> Study questions
1) Copy the stretch of the PhotoJoin passage from "Furthermore, there’s an" through "by the camera." word for word.
2) Answer these questions using the PhotoJoin passage, giving each answer on its own line with the same letter:
(a) What does the »Config« button in the main window open?
(b) From what three things does PhotoJoin build target filenames by default?
(c) Where do smartphones get the time for their photos?
3) Continue the PhotoJoin passage after its last sentence.

If you do not have a reference image to work with, but decide to trust the clock of the camera, you need to open the synchronization dialog for this subdirectory as well and just press Enter, so that PhotoJoin records the subdirectory as »no time adjustment needed«, but includes it when processing images.
Note that there are some situations where it’s perfectly acceptable to trust the camera’s clock: Some modern cameras have a built-in GPS function that not only provides geo-tagging for photos, but also adjusts the camera’s clock to be perfectly correct; you only need to check whether the timezone and DST adjustment is correct in this case. For photos taken with smartphones, it’s even easier – they get their time from the network, including the correct timezone, so it’s typically safe to just trust the timestamps there.
4. Check the settings (optional) The »Config« button in the main window opens PhotoJoin’s settings dialog. There’s not much to set up there (yet?), but you might want to check the settings anyway:
The filename pattern specifies how the target filenames shall look like. By default, PhotoJoin will construct filenames from the adjusted date and time, the name of the subdirectory where the file came from and the original file name converted to lower-case. You can change that by modifying the (admittedly cryptic) pattern codes – but don’t worry, a help function it built right into PhotoJoin, explaining the meaning of the codes, including examples.
Furthermore, there’s an option to include non-Exif files. If this is not enabled, PhotoJoin will only touch photos containing Exif metadata and .mp4 or .mts video sequences with time information, as typically produced by today’s cameras. Other common camera video formats like .avi do not contain any usable information about their recording time and would normally not be processed. However, if the »non-Exif« switch is enabled, files like these are also included by simply examining their modification time, which is typically set to the correct date and time by the camera.
There’s also an option to set the file modification time of the moved and renamed files to the adjusted date and time. This is useful if the files are going to be shown in chronological order by a viewer application, or if the file names are going to be processed further using a multi-rename tool.

> Data excerpts
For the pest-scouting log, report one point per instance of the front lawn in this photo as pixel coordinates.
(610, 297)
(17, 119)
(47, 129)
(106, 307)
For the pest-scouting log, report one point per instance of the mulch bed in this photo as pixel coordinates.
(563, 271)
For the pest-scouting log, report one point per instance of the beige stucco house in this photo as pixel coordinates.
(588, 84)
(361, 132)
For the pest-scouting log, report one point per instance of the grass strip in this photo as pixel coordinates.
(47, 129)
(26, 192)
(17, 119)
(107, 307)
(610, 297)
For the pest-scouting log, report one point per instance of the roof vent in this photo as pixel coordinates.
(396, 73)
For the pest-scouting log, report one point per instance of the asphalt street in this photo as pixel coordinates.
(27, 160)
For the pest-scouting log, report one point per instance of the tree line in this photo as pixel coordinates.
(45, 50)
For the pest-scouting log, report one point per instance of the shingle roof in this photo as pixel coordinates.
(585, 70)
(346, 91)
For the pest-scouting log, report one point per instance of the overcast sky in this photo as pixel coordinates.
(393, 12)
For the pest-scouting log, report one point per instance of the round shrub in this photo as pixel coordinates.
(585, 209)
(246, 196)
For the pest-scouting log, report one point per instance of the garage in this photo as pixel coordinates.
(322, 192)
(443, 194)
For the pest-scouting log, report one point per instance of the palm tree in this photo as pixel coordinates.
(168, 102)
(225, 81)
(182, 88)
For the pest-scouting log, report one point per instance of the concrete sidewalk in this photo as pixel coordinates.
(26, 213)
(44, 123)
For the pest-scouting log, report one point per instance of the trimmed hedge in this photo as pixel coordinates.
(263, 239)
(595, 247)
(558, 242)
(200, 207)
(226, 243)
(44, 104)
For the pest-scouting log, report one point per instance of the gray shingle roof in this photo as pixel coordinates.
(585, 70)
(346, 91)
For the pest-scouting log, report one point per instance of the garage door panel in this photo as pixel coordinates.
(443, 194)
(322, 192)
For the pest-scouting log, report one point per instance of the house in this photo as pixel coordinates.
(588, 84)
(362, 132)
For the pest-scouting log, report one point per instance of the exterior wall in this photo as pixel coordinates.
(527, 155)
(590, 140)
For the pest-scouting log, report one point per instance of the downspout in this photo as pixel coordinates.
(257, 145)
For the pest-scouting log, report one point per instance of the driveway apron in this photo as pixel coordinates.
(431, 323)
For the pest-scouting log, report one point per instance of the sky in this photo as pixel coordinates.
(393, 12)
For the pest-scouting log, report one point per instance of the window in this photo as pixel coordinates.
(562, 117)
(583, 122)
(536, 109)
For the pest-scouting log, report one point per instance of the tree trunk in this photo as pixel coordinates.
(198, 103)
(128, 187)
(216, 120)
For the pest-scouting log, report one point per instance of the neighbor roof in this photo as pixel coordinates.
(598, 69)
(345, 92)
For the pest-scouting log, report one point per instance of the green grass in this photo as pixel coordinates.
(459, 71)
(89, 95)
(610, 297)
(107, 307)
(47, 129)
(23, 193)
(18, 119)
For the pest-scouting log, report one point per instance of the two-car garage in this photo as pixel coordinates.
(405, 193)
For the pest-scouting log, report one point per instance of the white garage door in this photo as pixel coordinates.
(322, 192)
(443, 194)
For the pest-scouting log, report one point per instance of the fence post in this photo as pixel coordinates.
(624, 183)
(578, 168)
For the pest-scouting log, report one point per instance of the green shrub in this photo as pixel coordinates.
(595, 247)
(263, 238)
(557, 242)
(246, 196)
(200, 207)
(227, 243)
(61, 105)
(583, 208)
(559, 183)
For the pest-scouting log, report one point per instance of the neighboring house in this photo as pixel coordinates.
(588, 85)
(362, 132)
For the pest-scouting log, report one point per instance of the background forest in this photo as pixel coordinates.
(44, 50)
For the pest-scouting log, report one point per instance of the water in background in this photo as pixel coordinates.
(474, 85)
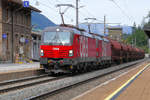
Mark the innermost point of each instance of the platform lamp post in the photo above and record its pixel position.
(63, 12)
(89, 26)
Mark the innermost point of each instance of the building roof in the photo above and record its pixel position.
(147, 31)
(20, 2)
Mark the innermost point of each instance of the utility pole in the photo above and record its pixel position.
(77, 13)
(104, 25)
(62, 13)
(89, 26)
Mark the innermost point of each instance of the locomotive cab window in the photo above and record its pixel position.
(58, 38)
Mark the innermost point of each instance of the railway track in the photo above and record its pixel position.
(38, 88)
(13, 85)
(48, 94)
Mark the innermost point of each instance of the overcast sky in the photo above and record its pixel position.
(127, 12)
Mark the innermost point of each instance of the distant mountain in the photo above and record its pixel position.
(40, 21)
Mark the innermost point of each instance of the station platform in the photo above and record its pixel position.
(131, 85)
(15, 71)
(17, 67)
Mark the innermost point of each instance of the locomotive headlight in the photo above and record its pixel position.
(70, 53)
(42, 53)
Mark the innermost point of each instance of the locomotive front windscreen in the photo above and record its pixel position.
(57, 38)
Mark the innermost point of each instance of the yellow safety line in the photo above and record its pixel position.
(125, 84)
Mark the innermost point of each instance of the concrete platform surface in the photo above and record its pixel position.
(139, 89)
(16, 67)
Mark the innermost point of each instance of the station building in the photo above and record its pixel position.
(15, 31)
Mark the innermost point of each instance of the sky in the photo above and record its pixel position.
(124, 12)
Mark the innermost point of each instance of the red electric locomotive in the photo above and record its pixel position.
(70, 49)
(67, 49)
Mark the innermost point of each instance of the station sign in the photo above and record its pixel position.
(26, 4)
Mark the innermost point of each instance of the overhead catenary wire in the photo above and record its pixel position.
(121, 9)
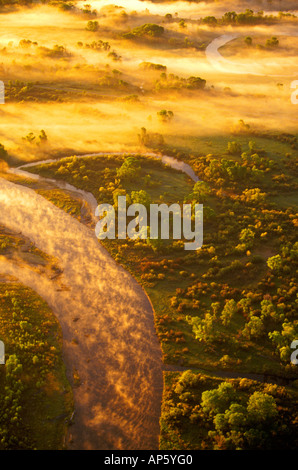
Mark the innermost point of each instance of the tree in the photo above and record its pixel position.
(129, 170)
(92, 26)
(275, 263)
(218, 400)
(234, 148)
(261, 407)
(228, 312)
(248, 41)
(165, 116)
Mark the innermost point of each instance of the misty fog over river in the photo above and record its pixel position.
(116, 352)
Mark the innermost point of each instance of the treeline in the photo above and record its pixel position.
(249, 17)
(203, 413)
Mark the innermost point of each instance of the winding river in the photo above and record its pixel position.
(109, 339)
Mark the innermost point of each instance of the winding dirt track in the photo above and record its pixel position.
(116, 351)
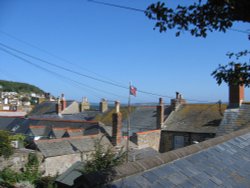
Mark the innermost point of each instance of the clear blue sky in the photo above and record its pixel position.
(111, 44)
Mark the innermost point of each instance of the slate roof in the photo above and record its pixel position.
(195, 118)
(85, 115)
(55, 147)
(59, 132)
(219, 162)
(12, 114)
(90, 127)
(69, 145)
(68, 177)
(143, 118)
(7, 123)
(40, 130)
(235, 119)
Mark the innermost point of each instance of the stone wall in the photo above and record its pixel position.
(48, 166)
(147, 139)
(167, 139)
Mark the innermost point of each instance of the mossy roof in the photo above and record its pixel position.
(196, 118)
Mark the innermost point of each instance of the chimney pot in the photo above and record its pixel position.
(103, 106)
(160, 114)
(116, 125)
(236, 92)
(117, 106)
(177, 95)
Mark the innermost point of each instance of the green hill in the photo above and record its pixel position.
(19, 87)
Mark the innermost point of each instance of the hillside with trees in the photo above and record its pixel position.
(9, 86)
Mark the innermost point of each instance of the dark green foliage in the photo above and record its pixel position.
(6, 150)
(9, 177)
(235, 72)
(104, 159)
(31, 174)
(19, 87)
(46, 182)
(199, 17)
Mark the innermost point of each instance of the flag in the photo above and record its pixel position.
(133, 90)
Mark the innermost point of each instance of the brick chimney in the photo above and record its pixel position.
(116, 125)
(103, 106)
(236, 93)
(160, 114)
(63, 102)
(175, 103)
(58, 106)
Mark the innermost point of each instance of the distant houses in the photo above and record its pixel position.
(64, 132)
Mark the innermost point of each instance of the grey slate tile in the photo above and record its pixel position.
(151, 177)
(216, 180)
(187, 184)
(177, 178)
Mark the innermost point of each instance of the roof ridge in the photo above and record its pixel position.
(63, 120)
(139, 166)
(66, 138)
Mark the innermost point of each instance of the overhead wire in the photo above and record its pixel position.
(90, 77)
(54, 73)
(116, 5)
(141, 10)
(53, 55)
(63, 68)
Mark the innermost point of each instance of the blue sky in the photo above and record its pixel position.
(111, 44)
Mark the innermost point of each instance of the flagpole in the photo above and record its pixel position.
(128, 124)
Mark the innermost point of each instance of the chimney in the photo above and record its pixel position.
(103, 106)
(175, 103)
(160, 114)
(85, 104)
(236, 92)
(63, 102)
(58, 106)
(116, 125)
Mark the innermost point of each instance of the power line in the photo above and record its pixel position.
(75, 72)
(54, 73)
(141, 10)
(63, 68)
(80, 74)
(53, 55)
(116, 6)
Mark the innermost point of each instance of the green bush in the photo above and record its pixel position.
(6, 150)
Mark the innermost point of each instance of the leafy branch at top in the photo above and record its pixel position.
(235, 73)
(199, 17)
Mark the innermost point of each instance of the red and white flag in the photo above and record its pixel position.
(133, 90)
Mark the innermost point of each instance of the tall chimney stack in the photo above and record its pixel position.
(160, 114)
(103, 106)
(116, 125)
(63, 102)
(58, 106)
(236, 92)
(84, 104)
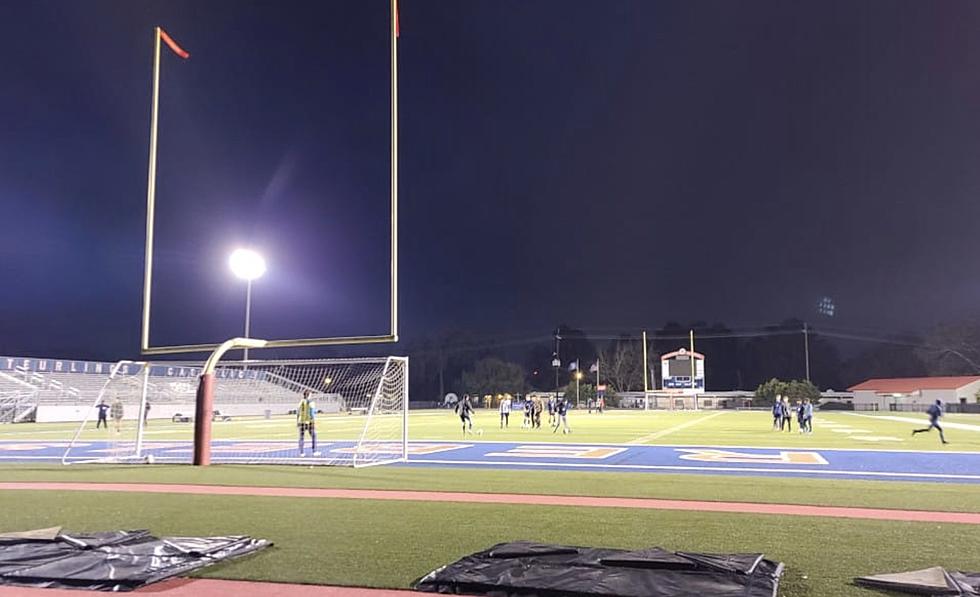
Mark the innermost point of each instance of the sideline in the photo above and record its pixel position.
(517, 499)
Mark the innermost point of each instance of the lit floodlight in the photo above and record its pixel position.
(247, 264)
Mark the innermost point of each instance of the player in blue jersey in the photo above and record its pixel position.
(935, 413)
(777, 414)
(306, 421)
(103, 415)
(561, 411)
(808, 415)
(464, 408)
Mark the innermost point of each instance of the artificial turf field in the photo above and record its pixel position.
(389, 544)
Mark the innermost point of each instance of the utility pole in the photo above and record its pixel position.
(806, 348)
(556, 362)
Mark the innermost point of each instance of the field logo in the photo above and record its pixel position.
(728, 457)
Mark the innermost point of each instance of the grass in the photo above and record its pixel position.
(389, 544)
(385, 544)
(872, 494)
(718, 428)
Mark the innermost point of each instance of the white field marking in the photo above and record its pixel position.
(675, 428)
(66, 433)
(720, 447)
(666, 467)
(921, 421)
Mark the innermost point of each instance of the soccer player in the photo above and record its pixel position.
(808, 415)
(504, 412)
(116, 412)
(464, 408)
(103, 413)
(777, 413)
(306, 421)
(935, 413)
(562, 419)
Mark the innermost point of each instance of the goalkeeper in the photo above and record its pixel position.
(306, 421)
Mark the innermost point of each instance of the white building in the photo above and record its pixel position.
(914, 393)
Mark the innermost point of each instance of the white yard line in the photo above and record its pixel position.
(675, 428)
(920, 421)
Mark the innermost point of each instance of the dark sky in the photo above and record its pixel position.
(606, 164)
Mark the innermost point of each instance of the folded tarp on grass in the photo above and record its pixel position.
(110, 560)
(527, 568)
(930, 581)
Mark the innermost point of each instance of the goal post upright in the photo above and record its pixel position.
(204, 405)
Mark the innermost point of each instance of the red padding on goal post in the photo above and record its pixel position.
(202, 420)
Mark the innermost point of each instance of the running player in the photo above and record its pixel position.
(306, 421)
(808, 415)
(464, 408)
(103, 413)
(777, 413)
(505, 412)
(562, 419)
(935, 413)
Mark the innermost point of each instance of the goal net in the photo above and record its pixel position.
(264, 412)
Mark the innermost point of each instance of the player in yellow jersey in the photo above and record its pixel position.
(306, 421)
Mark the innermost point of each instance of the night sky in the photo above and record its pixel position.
(605, 164)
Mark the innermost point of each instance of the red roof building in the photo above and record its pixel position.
(914, 393)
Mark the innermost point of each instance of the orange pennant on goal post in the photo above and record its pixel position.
(173, 45)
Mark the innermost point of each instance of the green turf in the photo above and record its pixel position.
(877, 494)
(374, 543)
(377, 543)
(720, 428)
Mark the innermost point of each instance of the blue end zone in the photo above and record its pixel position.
(942, 467)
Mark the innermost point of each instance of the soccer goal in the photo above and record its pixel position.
(357, 409)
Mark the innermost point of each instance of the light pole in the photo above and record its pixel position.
(247, 265)
(556, 363)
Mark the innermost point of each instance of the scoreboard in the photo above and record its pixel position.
(676, 371)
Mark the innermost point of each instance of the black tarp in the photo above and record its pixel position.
(930, 581)
(525, 568)
(110, 560)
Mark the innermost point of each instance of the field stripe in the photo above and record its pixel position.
(922, 421)
(510, 498)
(675, 428)
(699, 469)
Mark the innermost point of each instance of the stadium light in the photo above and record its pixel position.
(247, 265)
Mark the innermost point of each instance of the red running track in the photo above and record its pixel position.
(510, 498)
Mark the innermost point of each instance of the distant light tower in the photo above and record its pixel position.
(247, 265)
(556, 363)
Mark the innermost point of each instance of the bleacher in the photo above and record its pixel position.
(79, 386)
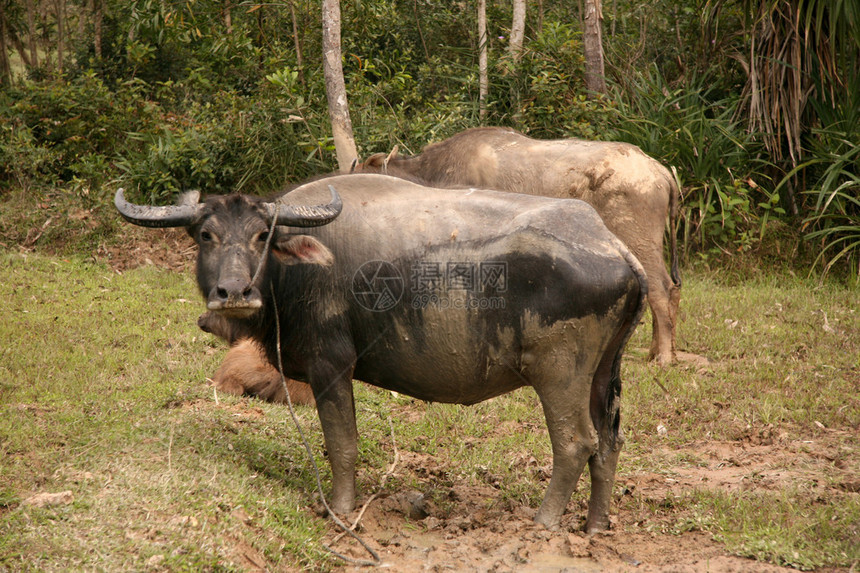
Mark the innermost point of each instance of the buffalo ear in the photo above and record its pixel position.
(297, 249)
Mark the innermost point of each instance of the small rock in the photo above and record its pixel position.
(46, 499)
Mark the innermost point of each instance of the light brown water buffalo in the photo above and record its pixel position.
(246, 370)
(633, 193)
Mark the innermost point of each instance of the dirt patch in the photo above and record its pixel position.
(459, 527)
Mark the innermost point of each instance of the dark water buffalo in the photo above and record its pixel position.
(246, 370)
(633, 193)
(438, 294)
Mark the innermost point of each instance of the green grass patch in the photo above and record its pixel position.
(104, 393)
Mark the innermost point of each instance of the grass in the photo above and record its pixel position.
(103, 393)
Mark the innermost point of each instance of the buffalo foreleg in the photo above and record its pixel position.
(336, 409)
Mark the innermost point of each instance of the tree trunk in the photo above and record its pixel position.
(5, 68)
(32, 34)
(483, 79)
(298, 43)
(61, 33)
(592, 45)
(518, 29)
(335, 87)
(227, 13)
(98, 17)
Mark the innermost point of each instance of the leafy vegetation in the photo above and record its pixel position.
(163, 96)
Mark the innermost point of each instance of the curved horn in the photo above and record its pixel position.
(301, 216)
(181, 215)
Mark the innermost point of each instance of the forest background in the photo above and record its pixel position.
(755, 103)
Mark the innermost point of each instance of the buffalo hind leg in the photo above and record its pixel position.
(660, 294)
(573, 437)
(602, 468)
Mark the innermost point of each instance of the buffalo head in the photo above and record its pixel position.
(236, 235)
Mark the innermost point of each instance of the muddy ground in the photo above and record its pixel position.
(413, 531)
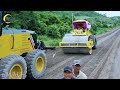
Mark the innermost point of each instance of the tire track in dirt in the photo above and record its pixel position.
(100, 71)
(62, 60)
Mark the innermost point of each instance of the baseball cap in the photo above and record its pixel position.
(75, 62)
(68, 68)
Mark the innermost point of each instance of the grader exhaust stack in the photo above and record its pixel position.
(80, 40)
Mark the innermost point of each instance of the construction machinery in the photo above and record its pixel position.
(80, 40)
(21, 55)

> Activity answers
1)
Furthermore, there’s an option to include non-Exif files. If this is not enabled, PhotoJoin will only touch photos containing Exif metadata and .mp4 or .mts video sequences with time information, as typically produced by today’s cameras. Other common camera video formats like .avi do not contain any usable information about their recording time and would normally not be processed. However, if the »non-Exif« switch is enabled, files like these are also included by simply examining their modification time, which is typically set to the correct date and time by the camera.

2)
(a) PhotoJoin's settings dialog.
(b) The adjusted date and time, the name of the subdirectory the file came from, and the original file name converted to lower-case.
(c) From the network, including the correct timezone.

3)
Finally, there are options to modify JPEG images »on the fly« while importing them: the »autorotate« option rotates images that have been captured in portrait orientation, eliminating the perils of the obnoxious Exif orientation tag. The »optimize« option re-encodes the JPEG data without further loss, which results in slightly (~1%) smaller files. For these options, the external utility
jpegtran from the LibJPEG-Turbo project needs to be installed on the system. On GNU/Linux systems, this can be installed with the package manager als
libjpeg-turbo-progs; the Windows executable that can be downloaded here already includes a working copy of
5. Start the synchronization: After you’ve synchronized all subdirectories, click the »Run« button in the main window. This will start the actual renaming process, during which the photos from the subdirectories will be moved into the project directory, while the names are modified according to the configured filename pattern:
If you want to see the results of the renaming process without actually doing anything (and hence without breaking anything), you can also click the »Test« button in the main window.
6. Add more photos: You may quit PhotoJoin at any time – all settings are saved in a hidden file (called
.photojoin) in the project directory, including the time deltas for all subdirectories. This means that you can add more photos at a later time: Initially, you synchronize the first batch. Later on, more photos are shot and the next day, you can upload them to their per-camera subdirectories as usual, start PhotoJoin again and click »Run« right away.